TASK REQUIREMENTS
Output the data exactly, with every line intact.

===== DATASET ROWS

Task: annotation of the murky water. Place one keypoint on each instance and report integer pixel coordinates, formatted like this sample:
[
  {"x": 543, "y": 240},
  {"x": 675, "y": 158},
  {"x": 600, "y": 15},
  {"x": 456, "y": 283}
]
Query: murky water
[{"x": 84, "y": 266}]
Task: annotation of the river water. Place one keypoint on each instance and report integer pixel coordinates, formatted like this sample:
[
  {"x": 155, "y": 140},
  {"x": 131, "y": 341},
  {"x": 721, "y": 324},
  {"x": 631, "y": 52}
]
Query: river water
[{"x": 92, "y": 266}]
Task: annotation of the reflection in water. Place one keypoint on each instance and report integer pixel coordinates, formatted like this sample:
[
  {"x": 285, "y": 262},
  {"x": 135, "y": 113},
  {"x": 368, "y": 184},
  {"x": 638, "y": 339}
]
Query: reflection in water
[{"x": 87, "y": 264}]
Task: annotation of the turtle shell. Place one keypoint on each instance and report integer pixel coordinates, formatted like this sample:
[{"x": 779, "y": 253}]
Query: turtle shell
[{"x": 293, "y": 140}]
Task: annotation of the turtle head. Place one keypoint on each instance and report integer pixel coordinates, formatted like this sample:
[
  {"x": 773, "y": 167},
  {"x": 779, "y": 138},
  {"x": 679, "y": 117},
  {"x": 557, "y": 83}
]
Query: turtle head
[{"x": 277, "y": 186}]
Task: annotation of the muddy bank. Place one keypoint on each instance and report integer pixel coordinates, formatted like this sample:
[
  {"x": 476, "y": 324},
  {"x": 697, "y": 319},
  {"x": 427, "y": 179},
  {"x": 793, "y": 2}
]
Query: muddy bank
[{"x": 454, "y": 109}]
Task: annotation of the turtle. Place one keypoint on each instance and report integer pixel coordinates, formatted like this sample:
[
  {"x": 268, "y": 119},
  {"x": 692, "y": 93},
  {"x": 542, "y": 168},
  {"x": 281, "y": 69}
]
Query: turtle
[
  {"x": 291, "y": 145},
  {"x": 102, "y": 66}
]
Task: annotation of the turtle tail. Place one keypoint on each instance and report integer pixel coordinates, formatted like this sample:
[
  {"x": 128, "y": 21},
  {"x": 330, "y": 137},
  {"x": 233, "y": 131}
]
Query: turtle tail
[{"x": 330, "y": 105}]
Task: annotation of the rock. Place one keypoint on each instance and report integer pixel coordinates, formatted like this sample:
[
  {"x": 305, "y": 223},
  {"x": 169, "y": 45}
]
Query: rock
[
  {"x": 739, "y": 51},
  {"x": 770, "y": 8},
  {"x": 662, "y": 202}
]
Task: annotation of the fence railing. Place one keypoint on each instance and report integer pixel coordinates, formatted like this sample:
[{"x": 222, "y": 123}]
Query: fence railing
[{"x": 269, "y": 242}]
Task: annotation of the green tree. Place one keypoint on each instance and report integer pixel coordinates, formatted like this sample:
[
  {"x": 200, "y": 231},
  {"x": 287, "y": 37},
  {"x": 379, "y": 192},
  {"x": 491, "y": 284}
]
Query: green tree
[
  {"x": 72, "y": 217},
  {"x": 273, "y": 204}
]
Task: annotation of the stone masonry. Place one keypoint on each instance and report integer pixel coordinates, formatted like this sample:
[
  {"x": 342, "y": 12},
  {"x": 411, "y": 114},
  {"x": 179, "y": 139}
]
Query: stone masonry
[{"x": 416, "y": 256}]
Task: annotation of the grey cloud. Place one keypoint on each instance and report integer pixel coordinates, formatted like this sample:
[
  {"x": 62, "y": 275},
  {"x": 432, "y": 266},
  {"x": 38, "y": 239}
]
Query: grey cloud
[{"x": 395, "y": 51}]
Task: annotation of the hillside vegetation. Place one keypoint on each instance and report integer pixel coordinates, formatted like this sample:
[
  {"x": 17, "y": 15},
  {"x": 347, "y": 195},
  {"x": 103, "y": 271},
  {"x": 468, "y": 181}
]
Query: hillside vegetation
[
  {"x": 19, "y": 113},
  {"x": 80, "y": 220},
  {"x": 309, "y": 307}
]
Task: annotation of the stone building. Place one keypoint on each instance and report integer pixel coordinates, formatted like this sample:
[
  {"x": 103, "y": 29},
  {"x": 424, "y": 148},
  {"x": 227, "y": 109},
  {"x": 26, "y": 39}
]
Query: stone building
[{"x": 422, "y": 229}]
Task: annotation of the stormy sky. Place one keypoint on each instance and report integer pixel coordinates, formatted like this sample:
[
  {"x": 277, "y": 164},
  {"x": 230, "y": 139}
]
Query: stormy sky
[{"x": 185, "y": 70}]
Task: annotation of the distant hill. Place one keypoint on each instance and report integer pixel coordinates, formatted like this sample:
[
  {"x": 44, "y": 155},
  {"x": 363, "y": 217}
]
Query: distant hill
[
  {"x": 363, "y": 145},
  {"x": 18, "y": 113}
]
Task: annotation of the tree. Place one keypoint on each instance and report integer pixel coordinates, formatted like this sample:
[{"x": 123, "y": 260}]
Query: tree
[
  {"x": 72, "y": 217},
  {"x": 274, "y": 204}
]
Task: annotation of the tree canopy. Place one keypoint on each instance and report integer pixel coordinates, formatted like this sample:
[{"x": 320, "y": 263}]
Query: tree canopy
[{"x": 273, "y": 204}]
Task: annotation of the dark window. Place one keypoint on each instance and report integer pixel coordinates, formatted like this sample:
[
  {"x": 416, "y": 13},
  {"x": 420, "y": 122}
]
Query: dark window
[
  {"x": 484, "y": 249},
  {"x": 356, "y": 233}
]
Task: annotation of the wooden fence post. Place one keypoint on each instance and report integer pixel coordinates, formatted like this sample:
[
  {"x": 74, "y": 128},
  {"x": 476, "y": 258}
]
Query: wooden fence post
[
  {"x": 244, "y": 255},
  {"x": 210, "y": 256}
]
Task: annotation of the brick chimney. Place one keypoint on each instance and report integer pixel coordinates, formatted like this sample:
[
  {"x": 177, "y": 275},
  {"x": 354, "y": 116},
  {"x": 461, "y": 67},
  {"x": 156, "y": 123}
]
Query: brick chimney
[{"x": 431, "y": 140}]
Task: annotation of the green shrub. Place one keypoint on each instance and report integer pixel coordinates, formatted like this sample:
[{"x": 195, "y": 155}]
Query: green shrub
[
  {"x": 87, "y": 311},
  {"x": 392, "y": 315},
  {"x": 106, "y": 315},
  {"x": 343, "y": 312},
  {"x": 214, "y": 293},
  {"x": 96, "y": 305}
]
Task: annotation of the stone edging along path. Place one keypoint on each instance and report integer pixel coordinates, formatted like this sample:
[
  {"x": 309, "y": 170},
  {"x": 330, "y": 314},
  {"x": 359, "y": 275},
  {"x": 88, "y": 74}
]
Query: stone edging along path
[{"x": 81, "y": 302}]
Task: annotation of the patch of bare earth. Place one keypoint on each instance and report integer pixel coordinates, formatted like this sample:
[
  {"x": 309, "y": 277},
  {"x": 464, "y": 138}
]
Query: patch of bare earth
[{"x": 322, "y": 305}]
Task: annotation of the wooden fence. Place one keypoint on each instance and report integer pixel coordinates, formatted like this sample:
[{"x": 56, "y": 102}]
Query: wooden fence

==========

EXERCISE RESPONSE
Task: annotation of the murky water. Place one keypoint on each instance and report integer pixel coordinates, formatted like this sample:
[
  {"x": 543, "y": 240},
  {"x": 675, "y": 158},
  {"x": 600, "y": 15},
  {"x": 456, "y": 283}
]
Query: murky water
[{"x": 84, "y": 266}]
Task: annotation of the river water. Place one keypoint on each instance and report integer pixel coordinates, formatted like this sample:
[
  {"x": 155, "y": 140},
  {"x": 131, "y": 341},
  {"x": 721, "y": 324},
  {"x": 631, "y": 52}
]
Query: river water
[{"x": 92, "y": 266}]
Task: annotation of the reflection in water. Place one keypoint on each instance and report integer pixel coordinates, formatted like this sample:
[
  {"x": 285, "y": 262},
  {"x": 135, "y": 113},
  {"x": 368, "y": 184},
  {"x": 638, "y": 339}
]
Query: reflection in water
[{"x": 87, "y": 264}]
Task: annotation of the turtle shell. Place one keypoint on each instance and report integer pixel coordinates, formatted like this sample:
[{"x": 779, "y": 253}]
Query: turtle shell
[{"x": 293, "y": 140}]
Task: annotation of the turtle head. Place one keypoint on each instance and report integer pixel coordinates, formatted like this sample:
[
  {"x": 773, "y": 167},
  {"x": 779, "y": 138},
  {"x": 679, "y": 117},
  {"x": 557, "y": 83}
]
Query: turtle head
[{"x": 277, "y": 186}]
Task: annotation of the muddy bank. Place one keypoint on each instance and report integer pixel coordinates, formatted like this sample:
[
  {"x": 476, "y": 324},
  {"x": 697, "y": 319},
  {"x": 427, "y": 179},
  {"x": 793, "y": 2}
]
Query: muddy bank
[{"x": 454, "y": 109}]
Task: annotation of the turtle. Place one keypoint on each instance and report integer pixel coordinates, formatted like this sample:
[
  {"x": 268, "y": 119},
  {"x": 692, "y": 93},
  {"x": 542, "y": 168},
  {"x": 281, "y": 69}
]
Query: turtle
[
  {"x": 291, "y": 145},
  {"x": 102, "y": 66}
]
Task: annotation of the turtle tail. Place one keypoint on each instance and report integer pixel coordinates, formatted like this sample:
[
  {"x": 128, "y": 21},
  {"x": 330, "y": 137},
  {"x": 233, "y": 131}
]
Query: turtle tail
[{"x": 330, "y": 105}]
Task: annotation of the rock. Place one keypoint on each instance and report integer pixel coordinates, formatted like this sample:
[
  {"x": 305, "y": 223},
  {"x": 169, "y": 45}
]
Query: rock
[
  {"x": 739, "y": 51},
  {"x": 770, "y": 8},
  {"x": 662, "y": 202}
]
Task: annotation of the fence railing. Place one keypoint on each instance and report integer pixel coordinates, formatted like this sample:
[{"x": 222, "y": 123}]
Query: fence railing
[{"x": 269, "y": 242}]
Task: annotation of the green tree. Place one keypoint on each instance and report integer pixel coordinates, formatted like this sample:
[
  {"x": 200, "y": 231},
  {"x": 287, "y": 37},
  {"x": 379, "y": 192},
  {"x": 491, "y": 284}
]
Query: green tree
[
  {"x": 72, "y": 217},
  {"x": 273, "y": 204}
]
Task: annotation of the stone masonry. Place one keypoint on each instance and report integer pixel coordinates, formatted like this sample:
[
  {"x": 342, "y": 12},
  {"x": 411, "y": 114},
  {"x": 179, "y": 139}
]
Query: stone masonry
[{"x": 416, "y": 256}]
Task: annotation of the grey cloud. Place one keypoint on each instance and report integer pixel coordinates, formatted like this sample:
[
  {"x": 62, "y": 275},
  {"x": 432, "y": 266},
  {"x": 38, "y": 239}
]
Query: grey cloud
[{"x": 395, "y": 51}]
Task: annotation of the hillside vegetation. Place one keypoint on each instance and report integer pixel coordinates, formatted like this sample:
[
  {"x": 17, "y": 15},
  {"x": 347, "y": 195},
  {"x": 103, "y": 271},
  {"x": 468, "y": 181}
]
Query: hillside vegetation
[
  {"x": 19, "y": 113},
  {"x": 80, "y": 220},
  {"x": 309, "y": 307}
]
Task: annotation of the stone building. Place one keypoint on each instance and report integer pixel coordinates, formatted like this sample:
[
  {"x": 103, "y": 29},
  {"x": 424, "y": 148},
  {"x": 227, "y": 109},
  {"x": 26, "y": 39}
]
Query: stone building
[{"x": 422, "y": 229}]
Task: annotation of the stormy sky. Place one keypoint on each instance and report integer pixel coordinates, formatted like this sample:
[
  {"x": 277, "y": 164},
  {"x": 230, "y": 139}
]
Query: stormy sky
[{"x": 185, "y": 70}]
Task: annotation of the distant hill. Place one keypoint on each instance and report integer pixel coordinates, formatted like this sample:
[
  {"x": 44, "y": 155},
  {"x": 363, "y": 217}
]
Query: distant hill
[
  {"x": 363, "y": 145},
  {"x": 18, "y": 113}
]
Task: annotation of the tree. Place one keypoint on each instance and report integer pixel coordinates, formatted like this sample:
[{"x": 123, "y": 260}]
Query: tree
[
  {"x": 72, "y": 217},
  {"x": 274, "y": 204}
]
Task: annotation of the tree canopy. Place one keypoint on each instance and report integer pixel coordinates, formatted like this sample:
[{"x": 320, "y": 263}]
Query: tree canopy
[{"x": 273, "y": 204}]
Task: annotation of the dark window. Place one keypoint on each instance and report integer pixel coordinates, formatted like this sample:
[
  {"x": 416, "y": 13},
  {"x": 420, "y": 122}
]
Query: dark window
[
  {"x": 484, "y": 249},
  {"x": 356, "y": 233}
]
Task: annotation of the wooden fence post. Place one keypoint on each instance and report integer pixel coordinates, formatted like this sample:
[
  {"x": 74, "y": 128},
  {"x": 476, "y": 258}
]
Query: wooden fence post
[
  {"x": 244, "y": 255},
  {"x": 210, "y": 256}
]
Task: annotation of the brick chimney. Place one keypoint on each instance and report integer pixel coordinates, formatted like this sample:
[
  {"x": 177, "y": 275},
  {"x": 354, "y": 116},
  {"x": 461, "y": 67},
  {"x": 156, "y": 123}
]
Query: brick chimney
[{"x": 431, "y": 140}]
Task: annotation of the green shrub. Place one keypoint on each instance and report integer pixel coordinates, formatted like this sample:
[{"x": 195, "y": 155}]
Query: green shrub
[
  {"x": 87, "y": 311},
  {"x": 392, "y": 315},
  {"x": 106, "y": 315},
  {"x": 343, "y": 312},
  {"x": 214, "y": 293},
  {"x": 96, "y": 305}
]
Task: annotation of the stone edging along path. Place one keypoint on each instance and report integer pixel coordinates, formatted like this sample:
[
  {"x": 309, "y": 170},
  {"x": 330, "y": 314},
  {"x": 359, "y": 275},
  {"x": 88, "y": 74}
]
Query: stone edging along path
[{"x": 81, "y": 302}]
Task: annotation of the patch of bare earth. Place one keypoint on each instance and report integer pixel coordinates, formatted like this sample:
[
  {"x": 309, "y": 277},
  {"x": 464, "y": 138}
]
Query: patch of bare earth
[{"x": 322, "y": 305}]
Task: annotation of the wooden fence. Place one keypoint on each instance and report integer pixel coordinates, formatted like this sample:
[{"x": 56, "y": 102}]
Query: wooden fence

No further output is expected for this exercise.